In response to the question how he got from the small Baltimore law firm of Piper and Marbury to become the director of the national legal services program, Bamberger remarks that, “it was kind of a different time than it is now; that major lawyers, leaders of major law firms, were publicly involved in the… major social questions of that time – which was civil rights.” Bamberger had done some public interest and legal aid work in Baltimore, and been following the effort to establish a federal program to provide financial support for civil legal services to the poor. He decided to attend the ABA meeting in 1965, where part of the program was focused on discussing the federally funded legal services program. There, he met Kenneth Pye, who was then associate dean at Georgetown. Pye introduced him to Howard Westwood, who was then a partner at Covington & Burling, who was very involved in the legal aid movement, who helped recruit Bamberger to become the first Director of the Legal Services Program (LSP) within the Office of Economic Opportunity (OEO). What the program needed was “somebody who would disarm any opposition in the organized bar,” he said. While at OEO/LSP Bamberger spent much time delivering speeches, attempting to garner support for the new government program at various Bar meetings. “While the ABA was supportive there was a lot of opposition at the local level.” Some of the opposition came from some of the older legal aid societies, who were concerned about the effects of the new program on their established structures, and troubled by the grassroots components of the Community Action Programs, especially the provision in the 1964 Economic Opportunity Act that programs should be developed with the “maximum feasible participation of residents of the areas and members of the groups served.”  Under his leadership, the OEO-LSP expanded rapidly. In mid-1966, Bamberger left the program to run for State Attorney General of Maryland. That campaign was unsuccessful and Bamberger returned to Piper & Marbury until 1969. There, he continued to be active in legal services work and was on the recruitment committee for the Reginald Heber Smith fellowships.

In 1969, Bamberger became Dean of the Columbus School of Law at The Catholic University of America, where he established one of the first clinical programs in the country, and taught Civil Procedure and Professional Responsibility. In 1975, Bamberger left Catholic University to become the Executive Vice President of the Legal Services Corporation. Maintaining that he had spent much time as a legal services bureaucrat and advocate, and never as a legal services attorney, Bamberger left the Legal Services Corporation in 1979 to become a staff attorney and clinical instructor at the Legal Services Institute (LSI) in Boston, where he worked closely with Gary Bellow and Jeanne Charn. Controversy and politics surrounding LSI forced Bamberger’s departure. In 1982, Bamberger became Professor of Law and Director of Clinical Education at the School of Law of the University of Maryland. While at the University of Maryland, he served as the attorney for Denise Sampson in Ronald Fishkind Realty v. Sampson, 306 Md. 269, 286, 508 A.2d 478, 487 (1986). Bamberger became very involved in international legal aid, especially in South Africa, Australia, Nepal, and the Netherlands, and frequently traveled abroad, lecturing about international legal aid and clinical education. He retired emeritus from the University of Maryland in 1991.

In addition to the oral history interview, the NEJL collections include the Clinton Bamberger Papers, a rich resource of many unique materials documenting Bamberger’s career, as well as the development of legal services since the 1960s.

Excerpted records:
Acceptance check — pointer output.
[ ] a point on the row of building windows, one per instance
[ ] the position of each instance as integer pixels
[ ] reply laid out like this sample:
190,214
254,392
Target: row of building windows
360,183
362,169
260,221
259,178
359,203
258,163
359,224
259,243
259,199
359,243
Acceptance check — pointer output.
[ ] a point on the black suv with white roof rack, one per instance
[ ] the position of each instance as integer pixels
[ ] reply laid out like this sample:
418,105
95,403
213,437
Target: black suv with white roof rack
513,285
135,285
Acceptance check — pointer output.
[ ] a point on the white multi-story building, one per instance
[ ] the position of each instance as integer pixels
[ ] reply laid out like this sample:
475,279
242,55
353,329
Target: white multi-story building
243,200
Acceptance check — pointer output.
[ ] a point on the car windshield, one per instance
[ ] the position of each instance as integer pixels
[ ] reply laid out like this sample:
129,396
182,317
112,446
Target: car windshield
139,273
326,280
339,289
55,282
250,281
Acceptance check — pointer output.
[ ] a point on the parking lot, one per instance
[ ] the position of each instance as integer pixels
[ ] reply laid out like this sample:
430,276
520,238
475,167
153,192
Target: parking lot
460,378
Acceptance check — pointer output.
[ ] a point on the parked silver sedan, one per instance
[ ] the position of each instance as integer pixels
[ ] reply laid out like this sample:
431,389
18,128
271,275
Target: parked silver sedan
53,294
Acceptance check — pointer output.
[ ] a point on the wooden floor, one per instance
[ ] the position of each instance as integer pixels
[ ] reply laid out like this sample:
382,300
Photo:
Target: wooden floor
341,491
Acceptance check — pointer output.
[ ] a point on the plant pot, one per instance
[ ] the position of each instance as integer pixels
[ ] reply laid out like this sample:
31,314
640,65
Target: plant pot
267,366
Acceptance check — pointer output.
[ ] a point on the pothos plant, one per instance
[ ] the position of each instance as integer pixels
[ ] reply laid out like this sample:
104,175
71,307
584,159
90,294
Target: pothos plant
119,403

Task description: Set down the passage about Clinton Bamberger word for word, starting at "In addition to" and ending at "since the 1960s.". Rely only on the passage about Clinton Bamberger, not on the listing.

Exercise solution:
In addition to the oral history interview, the NEJL collections include the Clinton Bamberger Papers, a rich resource of many unique materials documenting Bamberger’s career, as well as the development of legal services since the 1960s.